Action item — Retype the material, please. Every line must match.
Top of Records supplied
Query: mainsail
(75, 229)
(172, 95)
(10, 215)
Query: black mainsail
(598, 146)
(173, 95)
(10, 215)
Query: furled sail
Bottom of Records supplied
Reply to the task —
Query: mainsail
(75, 229)
(172, 95)
(10, 215)
Query: black mainsail
(598, 146)
(173, 95)
(10, 215)
Query: furled sail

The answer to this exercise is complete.